_Exercise directions_. Reproduce the records that follow exactly; any picture among them stays out.
##### Extracted information
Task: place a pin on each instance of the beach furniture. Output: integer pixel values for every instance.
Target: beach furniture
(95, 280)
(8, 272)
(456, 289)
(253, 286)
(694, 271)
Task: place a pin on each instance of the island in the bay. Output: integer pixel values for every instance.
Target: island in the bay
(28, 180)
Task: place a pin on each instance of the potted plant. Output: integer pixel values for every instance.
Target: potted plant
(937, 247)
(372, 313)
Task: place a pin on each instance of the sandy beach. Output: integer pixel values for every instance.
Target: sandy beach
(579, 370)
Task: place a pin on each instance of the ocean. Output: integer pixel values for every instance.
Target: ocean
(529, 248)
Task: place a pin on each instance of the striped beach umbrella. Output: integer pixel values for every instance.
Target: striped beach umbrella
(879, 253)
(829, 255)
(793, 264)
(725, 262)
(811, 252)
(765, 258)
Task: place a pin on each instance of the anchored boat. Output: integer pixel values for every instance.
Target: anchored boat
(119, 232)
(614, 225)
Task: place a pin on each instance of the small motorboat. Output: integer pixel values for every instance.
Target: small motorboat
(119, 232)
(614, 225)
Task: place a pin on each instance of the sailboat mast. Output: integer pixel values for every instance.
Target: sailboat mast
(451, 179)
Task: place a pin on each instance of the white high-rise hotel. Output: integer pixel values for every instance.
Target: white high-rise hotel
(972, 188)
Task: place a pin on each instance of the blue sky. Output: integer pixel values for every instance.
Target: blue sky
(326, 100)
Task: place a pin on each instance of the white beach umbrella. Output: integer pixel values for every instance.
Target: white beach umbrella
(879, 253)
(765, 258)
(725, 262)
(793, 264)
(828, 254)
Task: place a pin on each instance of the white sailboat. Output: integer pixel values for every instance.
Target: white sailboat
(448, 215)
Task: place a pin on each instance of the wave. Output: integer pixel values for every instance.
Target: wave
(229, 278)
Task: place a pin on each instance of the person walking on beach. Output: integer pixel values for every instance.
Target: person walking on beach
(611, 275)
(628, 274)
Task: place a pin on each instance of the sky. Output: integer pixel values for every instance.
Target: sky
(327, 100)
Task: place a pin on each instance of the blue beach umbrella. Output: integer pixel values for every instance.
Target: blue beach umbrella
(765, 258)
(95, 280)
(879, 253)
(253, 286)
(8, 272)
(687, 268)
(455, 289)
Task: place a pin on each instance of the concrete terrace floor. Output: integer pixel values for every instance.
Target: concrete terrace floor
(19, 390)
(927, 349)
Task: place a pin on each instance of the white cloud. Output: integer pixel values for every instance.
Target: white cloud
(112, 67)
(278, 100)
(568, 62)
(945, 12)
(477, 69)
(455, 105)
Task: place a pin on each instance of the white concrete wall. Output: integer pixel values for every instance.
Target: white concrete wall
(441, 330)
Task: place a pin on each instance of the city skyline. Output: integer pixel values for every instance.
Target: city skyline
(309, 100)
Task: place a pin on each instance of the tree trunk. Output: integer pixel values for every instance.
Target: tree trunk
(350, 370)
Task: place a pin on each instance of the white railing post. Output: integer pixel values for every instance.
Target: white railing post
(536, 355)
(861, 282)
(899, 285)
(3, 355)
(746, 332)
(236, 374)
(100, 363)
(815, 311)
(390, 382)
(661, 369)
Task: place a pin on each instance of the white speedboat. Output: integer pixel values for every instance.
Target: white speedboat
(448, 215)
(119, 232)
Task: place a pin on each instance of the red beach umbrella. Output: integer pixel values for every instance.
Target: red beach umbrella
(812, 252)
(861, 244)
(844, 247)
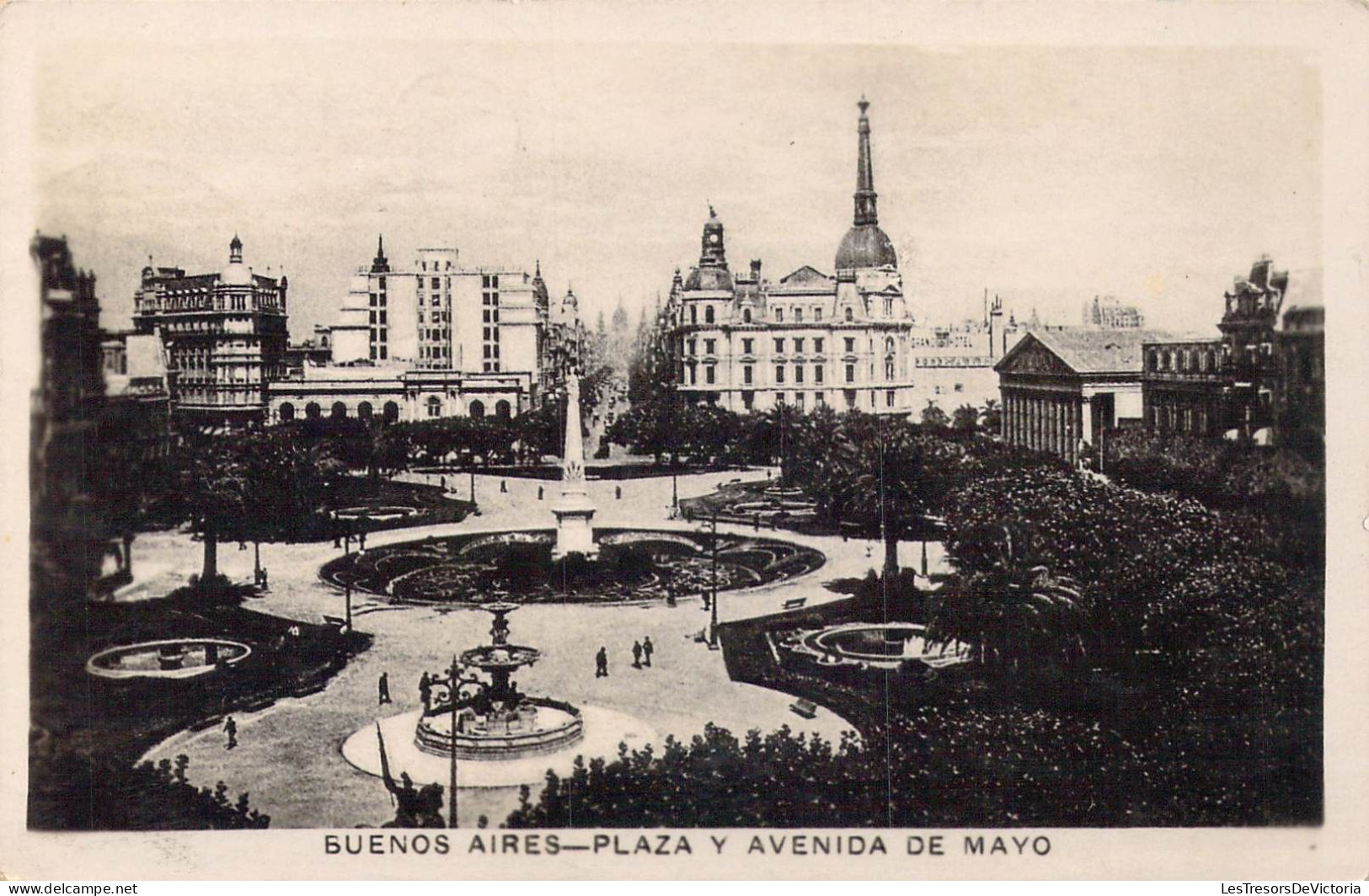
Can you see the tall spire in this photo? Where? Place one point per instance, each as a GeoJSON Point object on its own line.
{"type": "Point", "coordinates": [379, 264]}
{"type": "Point", "coordinates": [865, 211]}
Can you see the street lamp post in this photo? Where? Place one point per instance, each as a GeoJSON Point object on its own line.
{"type": "Point", "coordinates": [712, 604]}
{"type": "Point", "coordinates": [451, 813]}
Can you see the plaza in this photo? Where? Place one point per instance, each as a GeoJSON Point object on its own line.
{"type": "Point", "coordinates": [289, 755]}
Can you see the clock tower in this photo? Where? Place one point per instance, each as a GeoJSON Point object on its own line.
{"type": "Point", "coordinates": [714, 254]}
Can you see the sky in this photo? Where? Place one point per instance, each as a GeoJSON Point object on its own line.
{"type": "Point", "coordinates": [1045, 175]}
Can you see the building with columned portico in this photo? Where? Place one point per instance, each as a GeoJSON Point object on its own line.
{"type": "Point", "coordinates": [1062, 389]}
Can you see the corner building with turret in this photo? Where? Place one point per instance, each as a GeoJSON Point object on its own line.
{"type": "Point", "coordinates": [848, 339]}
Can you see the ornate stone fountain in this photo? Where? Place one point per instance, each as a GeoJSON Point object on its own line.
{"type": "Point", "coordinates": [492, 718]}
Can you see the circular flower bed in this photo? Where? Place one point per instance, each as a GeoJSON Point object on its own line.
{"type": "Point", "coordinates": [633, 565]}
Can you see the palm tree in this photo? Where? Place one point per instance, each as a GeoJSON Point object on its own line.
{"type": "Point", "coordinates": [1011, 611]}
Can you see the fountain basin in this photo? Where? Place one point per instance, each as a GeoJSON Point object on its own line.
{"type": "Point", "coordinates": [556, 725]}
{"type": "Point", "coordinates": [173, 659]}
{"type": "Point", "coordinates": [876, 644]}
{"type": "Point", "coordinates": [604, 731]}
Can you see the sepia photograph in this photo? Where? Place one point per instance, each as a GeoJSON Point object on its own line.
{"type": "Point", "coordinates": [622, 440]}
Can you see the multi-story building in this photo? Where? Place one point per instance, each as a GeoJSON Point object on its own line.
{"type": "Point", "coordinates": [1301, 394]}
{"type": "Point", "coordinates": [138, 392]}
{"type": "Point", "coordinates": [810, 339]}
{"type": "Point", "coordinates": [1110, 313]}
{"type": "Point", "coordinates": [436, 339]}
{"type": "Point", "coordinates": [1254, 375]}
{"type": "Point", "coordinates": [225, 337]}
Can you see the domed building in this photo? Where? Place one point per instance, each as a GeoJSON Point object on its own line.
{"type": "Point", "coordinates": [810, 339]}
{"type": "Point", "coordinates": [223, 334]}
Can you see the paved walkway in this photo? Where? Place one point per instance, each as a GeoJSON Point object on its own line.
{"type": "Point", "coordinates": [289, 755]}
##########
_Solution_.
Task: place a pin on each instance of the beach furniture. Output: integer pixel values for every instance.
Target: beach furniture
(95, 280)
(8, 272)
(456, 289)
(253, 286)
(694, 271)
Task: place a pin on each instance of the island in the bay. Output: integer pixel values for every instance.
Target: island in the bay
(28, 180)
Task: place a pin on each instance of the potted plant. Output: integer pixel values for every instance.
Target: potted plant
(937, 247)
(372, 313)
Task: place a pin on each instance of the sandy beach. Output: integer pixel values for every instance.
Target: sandy beach
(579, 370)
Task: place a pin on each instance of the ocean. Output: integer pixel values for every instance.
Target: ocean
(529, 248)
Task: place a pin on each instance of the striped beach umbrella. Output: integer pixel values for every instance.
Target: striped beach umbrella
(879, 253)
(829, 255)
(793, 264)
(725, 262)
(811, 252)
(765, 258)
Task: place a pin on each instance of the anchored boat. Output: integer pixel values for every instance.
Target: anchored boat
(119, 232)
(614, 225)
Task: place a pin on each instance of the small motorboat. Output: integer pixel values for every instance.
Target: small motorboat
(119, 232)
(614, 225)
Task: place a pin on each instance of the sailboat mast. Output: integer pixel values for every instance.
Target: sailboat mast
(451, 179)
Task: place a pin on each instance of the white high-rise hotel. Output: integer pixel values for every instance.
Target: white high-rise hotel
(972, 188)
Task: place a pin on each instance of the blue sky. Output: integer pixel values for every instance.
Target: blue sky
(326, 100)
Task: place a pin on each instance of the white beach umbrella. Output: integer pixel values for every instance.
Target: white beach umbrella
(879, 253)
(765, 258)
(725, 262)
(793, 264)
(828, 254)
Task: place a pin on each instance of the white sailboat. Output: integer pixel values for every instance.
Target: white sailboat
(448, 215)
Task: place a pin on each instance of the wave. Output: integer pixel values for every instance.
Target: wave
(229, 278)
Task: place a pin on each instance of the person walking on beach. Output: integer pixel values for every instance.
Target: person walking on beach
(611, 275)
(628, 274)
Task: place a pin on each instance of the sky. Output: integer pixel values for every instance.
Target: sky
(327, 100)
Task: place a pin on each instance of the blue beach umbrella. Output: integer pixel values for every instance.
Target: blue beach umbrella
(765, 258)
(95, 280)
(879, 253)
(253, 286)
(8, 272)
(687, 268)
(455, 289)
Task: place a pin on each instance of the concrete terrace floor. Output: integer pixel values for every instance.
Target: concrete terrace floor
(19, 390)
(927, 349)
Task: place a pin on each instance of the white cloud. Output: integer pixel values for every instance.
Target: white cloud
(112, 67)
(278, 100)
(568, 62)
(945, 12)
(477, 69)
(455, 105)
Task: place a pin on each instance of the white concrete wall. Output: integer pixel values for every instance.
Target: white concrete wall
(441, 330)
Task: place a pin on each instance of the city skyline. Output: integer pixel values for every instance.
Target: city skyline
(309, 100)
Task: place a pin on each instance of the tree trunk. Output: integer pixel values for every instance.
Target: tree trunk
(350, 370)
Task: place a pin on each instance of the white railing post. Output: integer pixel values for every instance.
Target: white railing post
(536, 355)
(861, 282)
(899, 285)
(3, 355)
(746, 332)
(236, 374)
(100, 363)
(815, 311)
(390, 382)
(661, 369)
Task: place a pin on each instance of the white speedboat. Output: integer pixel values for every instance.
Target: white speedboat
(448, 215)
(119, 232)
Task: place a pin on each instance of the red beach umbrella. Output: integer pixel values for every instance.
Target: red beach umbrella
(812, 252)
(861, 244)
(844, 247)
Can you see the tall spire in this photo? Where? Place one point per instance, each as a GeoJSON Point object on its own line.
{"type": "Point", "coordinates": [379, 264]}
{"type": "Point", "coordinates": [865, 211]}
Can you see the street lamp post in this photo? Where? Place one point per instance, each as a GeoJSON Point object on its own line.
{"type": "Point", "coordinates": [712, 604]}
{"type": "Point", "coordinates": [451, 813]}
Can you see the plaza in this photo? Where? Place one point per instance, each as a GeoJSON Point object on its own line.
{"type": "Point", "coordinates": [289, 755]}
Can you see the clock tower in this photo? Where? Place one point per instance, each as a GeoJSON Point object on its own line.
{"type": "Point", "coordinates": [714, 254]}
Can you see the sky in this photo? Where? Place one point per instance, each as a GeoJSON Point object on its own line.
{"type": "Point", "coordinates": [1045, 175]}
Can you see the building with columned portico in this photo? Where? Place one point per instance, each as a GeoJSON Point object on its own line.
{"type": "Point", "coordinates": [1062, 389]}
Can you see the corner building with turret in this photo? Where? Place one point per instance, each as a GeoJSON Point object on its own line.
{"type": "Point", "coordinates": [848, 339]}
Can you see the ornate stone fountain in this photo? Where? Place one point per instance, each as a GeoJSON Point object on its own line.
{"type": "Point", "coordinates": [492, 718]}
Can you see the circular flower bed in this photo? Where? Place one point per instance, each as a GeoJSON Point object on its own line.
{"type": "Point", "coordinates": [633, 565]}
Can you see the palm tree in this photo? Where? Place one point per instance, each as a GeoJSON Point object on its own line.
{"type": "Point", "coordinates": [1011, 611]}
Can you see the fountain basin in this photo? Where? Place one point per instance, each as a GeoJSON Point object on its own line.
{"type": "Point", "coordinates": [556, 725]}
{"type": "Point", "coordinates": [173, 659]}
{"type": "Point", "coordinates": [876, 644]}
{"type": "Point", "coordinates": [604, 731]}
Can you see the sepia photograph in this photo? Where? Place one point per instance, each as a GeoJSON Point object on its own line.
{"type": "Point", "coordinates": [622, 440]}
Can you see the multi-story building in this photo? Where? Place one point per instance, each as a GeoJSON Point object on its own line.
{"type": "Point", "coordinates": [1301, 394]}
{"type": "Point", "coordinates": [138, 392]}
{"type": "Point", "coordinates": [810, 339]}
{"type": "Point", "coordinates": [1110, 313]}
{"type": "Point", "coordinates": [436, 339]}
{"type": "Point", "coordinates": [1254, 375]}
{"type": "Point", "coordinates": [225, 337]}
Can you see the domed building in this photo? Where? Place one point per instance, each as a GeoJSON Point object on its own line.
{"type": "Point", "coordinates": [810, 339]}
{"type": "Point", "coordinates": [223, 334]}
Can you see the paved walkway in this photo? Where? Place one point per instance, each as a GeoJSON Point object on its own line.
{"type": "Point", "coordinates": [289, 755]}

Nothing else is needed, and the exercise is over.